- [STATED GOAL] Rewrite everything from the line containing "target: **white vinyl siding**" down to the end of the records, requests included, scaling every vertex coordinate in the answers by 1.3 and rounding to whole numbers, with halves rounded up. Leave the numbers in the requests and their format samples unchanged, and give only these lines.
+ + +
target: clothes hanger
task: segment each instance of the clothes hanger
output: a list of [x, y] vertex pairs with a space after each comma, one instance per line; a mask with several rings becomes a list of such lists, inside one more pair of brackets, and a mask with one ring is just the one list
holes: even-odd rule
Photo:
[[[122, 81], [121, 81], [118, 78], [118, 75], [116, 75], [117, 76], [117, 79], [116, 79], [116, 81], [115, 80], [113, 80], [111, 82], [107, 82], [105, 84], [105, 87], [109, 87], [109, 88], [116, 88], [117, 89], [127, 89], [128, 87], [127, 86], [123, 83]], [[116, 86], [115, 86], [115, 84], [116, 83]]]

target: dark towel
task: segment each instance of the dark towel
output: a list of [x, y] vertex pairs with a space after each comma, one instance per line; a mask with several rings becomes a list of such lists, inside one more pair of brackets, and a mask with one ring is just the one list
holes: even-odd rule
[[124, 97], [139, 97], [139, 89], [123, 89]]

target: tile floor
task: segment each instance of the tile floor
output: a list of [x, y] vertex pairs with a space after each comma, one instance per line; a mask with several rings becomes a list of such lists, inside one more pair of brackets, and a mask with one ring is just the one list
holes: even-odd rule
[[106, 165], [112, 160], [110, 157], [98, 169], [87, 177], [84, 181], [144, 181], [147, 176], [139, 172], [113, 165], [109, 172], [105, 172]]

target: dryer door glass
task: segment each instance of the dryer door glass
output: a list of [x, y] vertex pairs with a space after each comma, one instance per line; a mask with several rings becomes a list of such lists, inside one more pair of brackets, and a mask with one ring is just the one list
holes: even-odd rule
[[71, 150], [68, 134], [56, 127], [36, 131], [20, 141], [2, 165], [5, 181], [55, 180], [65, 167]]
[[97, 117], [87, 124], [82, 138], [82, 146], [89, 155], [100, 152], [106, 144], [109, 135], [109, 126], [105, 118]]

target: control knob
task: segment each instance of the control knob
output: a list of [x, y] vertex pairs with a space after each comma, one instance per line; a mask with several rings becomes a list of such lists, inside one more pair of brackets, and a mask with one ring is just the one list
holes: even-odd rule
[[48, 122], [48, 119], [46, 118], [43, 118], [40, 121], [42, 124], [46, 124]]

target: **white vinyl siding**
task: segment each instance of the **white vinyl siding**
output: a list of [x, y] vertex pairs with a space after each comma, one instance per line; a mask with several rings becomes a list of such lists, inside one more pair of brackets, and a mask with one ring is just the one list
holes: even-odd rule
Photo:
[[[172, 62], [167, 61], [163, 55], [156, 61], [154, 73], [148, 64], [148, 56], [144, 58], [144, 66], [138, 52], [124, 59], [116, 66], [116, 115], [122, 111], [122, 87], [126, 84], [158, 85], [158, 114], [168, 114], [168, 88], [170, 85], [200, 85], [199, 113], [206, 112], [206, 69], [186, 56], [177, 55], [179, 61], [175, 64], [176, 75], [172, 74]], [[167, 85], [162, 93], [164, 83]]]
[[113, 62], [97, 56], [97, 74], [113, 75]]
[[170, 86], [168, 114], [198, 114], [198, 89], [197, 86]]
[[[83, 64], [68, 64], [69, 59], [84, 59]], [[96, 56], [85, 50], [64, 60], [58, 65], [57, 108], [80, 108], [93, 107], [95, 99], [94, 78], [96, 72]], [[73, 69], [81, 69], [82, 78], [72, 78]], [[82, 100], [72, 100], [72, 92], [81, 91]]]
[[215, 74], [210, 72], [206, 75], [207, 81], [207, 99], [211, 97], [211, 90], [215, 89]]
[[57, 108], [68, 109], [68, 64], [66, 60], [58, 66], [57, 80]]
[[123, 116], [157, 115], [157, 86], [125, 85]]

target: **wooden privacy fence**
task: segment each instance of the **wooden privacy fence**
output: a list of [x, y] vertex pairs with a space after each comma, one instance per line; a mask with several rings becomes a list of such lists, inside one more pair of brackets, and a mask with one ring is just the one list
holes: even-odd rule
+ + +
- [COMPLETE OUTPUT]
target: **white vinyl siding**
task: segment each instance of the **white vinyl siding**
output: a list of [x, y] vertex pairs with a space after each comma, one instance per line; a mask with several rings becomes a list of such lists, inside one more pair of brackets, and a mask with one ring is just the one list
holes: even-odd rule
Photo:
[[[224, 81], [217, 79], [212, 72], [203, 79], [200, 95], [192, 83], [192, 73], [187, 75], [187, 86], [179, 68], [161, 77], [151, 86], [151, 150], [159, 144], [159, 113], [164, 109], [205, 111], [205, 148], [218, 148], [218, 114], [221, 111], [260, 111], [259, 147], [268, 146], [268, 90], [242, 73], [230, 72], [233, 79], [228, 83], [229, 98], [224, 96]], [[217, 111], [211, 121], [213, 108]]]
[[147, 81], [126, 73], [126, 96], [147, 98]]
[[221, 112], [218, 148], [257, 148], [257, 116], [256, 112]]
[[[108, 83], [88, 83], [90, 77], [109, 77]], [[125, 73], [111, 65], [83, 78], [75, 85], [74, 140], [104, 140], [121, 139], [124, 129], [122, 101], [125, 94]], [[95, 90], [105, 90], [107, 101], [94, 101]], [[107, 130], [94, 130], [94, 120], [105, 118]]]
[[280, 96], [273, 94], [268, 98], [269, 105], [269, 129], [274, 126], [274, 117], [280, 116]]
[[74, 140], [88, 142], [88, 83], [86, 78], [75, 86], [74, 104]]
[[160, 151], [204, 150], [204, 112], [163, 111]]

target: **wooden privacy fence**
task: segment each instance of the **wooden privacy fence**
output: a list of [x, y] vertex pairs with a space after each comma, one instance per line; a mask with several rings becomes a list of such lists, inside one more pair of brackets, and a mask with one ring is just the one list
holes: even-odd rule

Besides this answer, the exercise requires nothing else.